Entries follow. Set all of them down as they stand.

# Excerpts from segmentation records
---

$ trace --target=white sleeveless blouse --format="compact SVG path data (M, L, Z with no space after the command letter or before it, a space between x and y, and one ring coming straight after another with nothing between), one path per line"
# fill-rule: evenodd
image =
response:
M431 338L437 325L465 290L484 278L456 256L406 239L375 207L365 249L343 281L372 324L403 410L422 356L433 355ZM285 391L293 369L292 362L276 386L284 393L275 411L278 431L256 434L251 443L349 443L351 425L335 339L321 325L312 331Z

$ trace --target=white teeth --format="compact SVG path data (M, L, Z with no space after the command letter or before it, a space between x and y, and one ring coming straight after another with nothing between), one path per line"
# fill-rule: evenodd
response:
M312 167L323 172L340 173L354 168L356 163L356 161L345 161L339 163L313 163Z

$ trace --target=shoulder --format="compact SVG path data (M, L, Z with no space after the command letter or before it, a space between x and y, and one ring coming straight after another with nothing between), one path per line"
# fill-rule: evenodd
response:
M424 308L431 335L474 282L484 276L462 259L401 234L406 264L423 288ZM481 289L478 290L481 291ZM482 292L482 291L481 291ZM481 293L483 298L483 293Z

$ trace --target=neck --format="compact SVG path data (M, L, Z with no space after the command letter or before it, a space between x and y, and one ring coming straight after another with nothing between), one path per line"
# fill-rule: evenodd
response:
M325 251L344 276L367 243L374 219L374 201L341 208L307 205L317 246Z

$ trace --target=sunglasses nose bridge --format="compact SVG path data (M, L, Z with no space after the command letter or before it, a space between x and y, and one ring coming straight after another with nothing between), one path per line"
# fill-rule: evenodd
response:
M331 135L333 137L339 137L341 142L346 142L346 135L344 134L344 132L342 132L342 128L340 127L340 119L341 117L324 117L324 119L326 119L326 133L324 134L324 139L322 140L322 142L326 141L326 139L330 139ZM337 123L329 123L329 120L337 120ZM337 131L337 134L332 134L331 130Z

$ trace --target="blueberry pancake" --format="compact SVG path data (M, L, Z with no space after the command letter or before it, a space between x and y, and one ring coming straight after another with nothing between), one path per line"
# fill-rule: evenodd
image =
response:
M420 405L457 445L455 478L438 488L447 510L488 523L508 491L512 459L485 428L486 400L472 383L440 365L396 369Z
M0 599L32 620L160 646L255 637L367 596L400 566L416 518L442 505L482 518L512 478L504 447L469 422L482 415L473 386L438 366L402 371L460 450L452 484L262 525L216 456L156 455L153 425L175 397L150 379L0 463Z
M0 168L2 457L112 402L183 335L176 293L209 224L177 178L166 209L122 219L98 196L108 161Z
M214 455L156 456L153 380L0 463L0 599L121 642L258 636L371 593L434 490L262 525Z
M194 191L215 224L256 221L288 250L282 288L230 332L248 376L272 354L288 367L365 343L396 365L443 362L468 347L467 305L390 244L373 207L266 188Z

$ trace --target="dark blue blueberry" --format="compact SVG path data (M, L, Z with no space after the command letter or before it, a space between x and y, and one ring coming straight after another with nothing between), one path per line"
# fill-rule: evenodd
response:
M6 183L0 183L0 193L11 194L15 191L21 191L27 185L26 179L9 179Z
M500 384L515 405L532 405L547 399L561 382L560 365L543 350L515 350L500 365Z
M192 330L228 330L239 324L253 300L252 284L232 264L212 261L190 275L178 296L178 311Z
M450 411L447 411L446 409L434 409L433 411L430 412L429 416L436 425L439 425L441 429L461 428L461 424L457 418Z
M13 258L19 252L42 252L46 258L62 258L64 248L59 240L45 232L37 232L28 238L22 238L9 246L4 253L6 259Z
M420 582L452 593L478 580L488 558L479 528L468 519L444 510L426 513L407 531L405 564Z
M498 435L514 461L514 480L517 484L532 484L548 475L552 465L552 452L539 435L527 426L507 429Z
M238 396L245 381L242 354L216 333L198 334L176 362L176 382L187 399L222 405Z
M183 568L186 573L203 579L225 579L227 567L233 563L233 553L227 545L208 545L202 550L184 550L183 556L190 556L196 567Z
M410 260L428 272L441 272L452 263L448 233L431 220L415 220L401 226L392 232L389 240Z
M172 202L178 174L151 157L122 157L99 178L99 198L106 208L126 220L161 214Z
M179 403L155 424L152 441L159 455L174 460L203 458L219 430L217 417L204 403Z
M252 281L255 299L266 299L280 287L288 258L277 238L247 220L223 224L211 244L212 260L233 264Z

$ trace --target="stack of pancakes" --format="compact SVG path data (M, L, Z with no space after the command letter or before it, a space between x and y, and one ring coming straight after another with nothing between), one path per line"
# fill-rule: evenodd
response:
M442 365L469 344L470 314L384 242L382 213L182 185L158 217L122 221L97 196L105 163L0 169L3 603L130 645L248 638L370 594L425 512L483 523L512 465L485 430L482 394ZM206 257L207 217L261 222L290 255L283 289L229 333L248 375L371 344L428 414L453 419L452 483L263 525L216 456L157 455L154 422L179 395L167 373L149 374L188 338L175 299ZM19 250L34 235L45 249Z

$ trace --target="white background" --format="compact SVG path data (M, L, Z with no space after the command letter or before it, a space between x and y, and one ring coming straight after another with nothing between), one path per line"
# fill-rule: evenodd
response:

---

# Worked solution
$ trace --target=white sleeveless blouse --format="compact SVG path data (M, L, Z with no space after the command letter or before it, a space between x and y, and one ring coming straight after another with nothing between), one path per line"
# fill-rule: evenodd
image =
response:
M431 338L437 325L465 290L484 278L456 256L406 239L375 207L365 249L343 281L372 324L403 410L422 356L433 355ZM285 391L293 369L292 362L276 386L284 393L275 411L278 431L256 434L251 443L349 443L351 425L335 339L321 325L312 331Z

$ trace --target=white teeth --format="compact SVG path data (M, L, Z with no space after the command letter or before it, a space between x and y, and one ring coming straight after another with nothing between), one path per line"
# fill-rule: evenodd
response:
M312 167L323 172L340 173L354 168L356 163L356 161L345 161L339 163L313 163Z

$ trace --target=shoulder --format="compact SVG path data (M, L, Z with no space after the command letter or before it, a space between x and y, and one ring coming straight after another with nothing between), one path per line"
# fill-rule: evenodd
response:
M424 308L431 335L474 282L484 276L462 259L401 234L406 264L423 288ZM481 289L478 290L481 291ZM482 292L482 291L481 291ZM481 293L483 298L483 293Z

$ trace --target=neck --format="compact SVG path data (M, L, Z with no space after the command letter or before it, a space between x and y, and one ring coming straight after another with nothing between), one path per line"
# fill-rule: evenodd
response:
M325 251L344 276L367 243L374 219L374 201L341 208L307 205L317 246Z

$ trace --target=sunglasses nose bridge --format="compact SVG path data (M, L, Z with no space after the command letter or before it, a space between x and y, and one ring coming straight after another with nothing between), one path per line"
# fill-rule: evenodd
response:
M331 135L333 137L339 137L341 142L346 142L346 135L344 134L344 132L342 132L342 128L340 127L340 119L341 117L324 117L324 119L326 119L326 133L324 134L324 139L322 140L322 142L326 141L326 139L330 139ZM337 123L329 123L329 120L337 120ZM337 131L337 134L332 134L331 130Z

$ trace --target="blueberry pancake" --format="compact SVG path data (M, L, Z with no space after the command letter or before it, a space between x and y, and one ring coming straight after another with nothing between), one path per line"
# fill-rule: evenodd
image =
response:
M420 405L457 445L455 478L438 488L447 510L488 523L508 491L512 459L485 428L486 400L472 383L440 365L396 369Z
M0 599L32 620L160 646L255 637L367 596L400 566L416 518L442 505L482 518L512 478L504 447L469 422L482 415L473 386L438 366L402 371L460 450L452 484L262 525L216 456L156 455L153 425L175 397L150 379L0 463Z
M0 168L2 457L112 402L183 335L176 293L209 224L177 178L166 209L122 219L98 196L108 161Z
M214 455L156 456L153 380L0 463L0 599L121 642L258 636L371 593L434 490L262 525Z
M194 191L215 224L256 221L288 250L282 288L230 332L248 376L272 354L288 367L365 343L396 365L443 362L468 347L467 305L390 244L373 207L266 188Z

$ trace --target="dark blue blueberry" --format="compact SVG path data (M, L, Z with no space after the command letter or before it, a space between x and y, and one ring coming straight after another with nothing between), one path per line"
# fill-rule: evenodd
response:
M6 183L0 183L0 193L11 194L15 191L21 191L27 185L26 179L9 179Z
M500 384L515 405L532 405L547 399L561 382L560 365L543 350L515 350L500 365Z
M192 330L228 330L239 324L253 300L252 284L232 264L212 261L190 275L178 296L178 311Z
M450 411L447 411L446 409L434 409L433 411L430 412L429 416L436 425L439 425L441 429L461 428L461 424L457 418Z
M13 258L19 252L42 252L46 258L62 258L64 248L59 240L45 232L37 232L28 238L22 238L9 246L4 253L6 259Z
M420 582L452 593L478 580L488 558L479 528L468 519L444 510L426 513L407 531L405 564Z
M498 435L514 461L514 480L517 484L532 484L548 475L552 465L552 452L539 435L527 426L507 429Z
M238 396L245 381L242 354L216 333L198 334L176 362L176 382L187 399L222 405Z
M183 568L186 573L203 579L225 579L227 567L233 563L233 553L227 545L208 545L202 550L184 550L183 556L190 556L196 567Z
M410 260L428 272L441 272L452 263L448 233L431 220L415 220L401 226L392 232L389 240Z
M172 202L178 174L151 157L122 157L99 178L99 198L106 208L126 220L161 214Z
M179 403L155 424L152 441L159 455L174 460L203 458L219 430L217 417L204 403Z
M252 281L255 299L266 299L280 287L288 258L277 238L247 220L223 224L211 244L212 260L233 264Z

$ trace --target="stack of pancakes" --format="compact SVG path data (M, L, Z with no space after the command letter or before it, a space between x and y, and one ring coming straight after another with nothing between), one path per line"
# fill-rule: evenodd
response:
M442 365L469 344L470 314L384 242L382 213L182 185L158 217L122 221L97 196L105 163L0 169L3 603L130 645L248 638L370 594L425 512L483 523L512 465L485 430L482 394ZM206 257L207 217L261 222L290 255L283 289L229 333L248 375L371 344L428 414L453 419L452 483L263 525L216 456L157 455L154 422L179 395L167 373L149 374L188 338L175 299ZM19 250L34 235L45 249Z

$ trace --target="white background" --format="compact SVG path data (M, L, Z with no space after the command letter or before it, a space between x and y, and one ring coming straight after another with nothing between), one path per line"
# fill-rule: evenodd
response:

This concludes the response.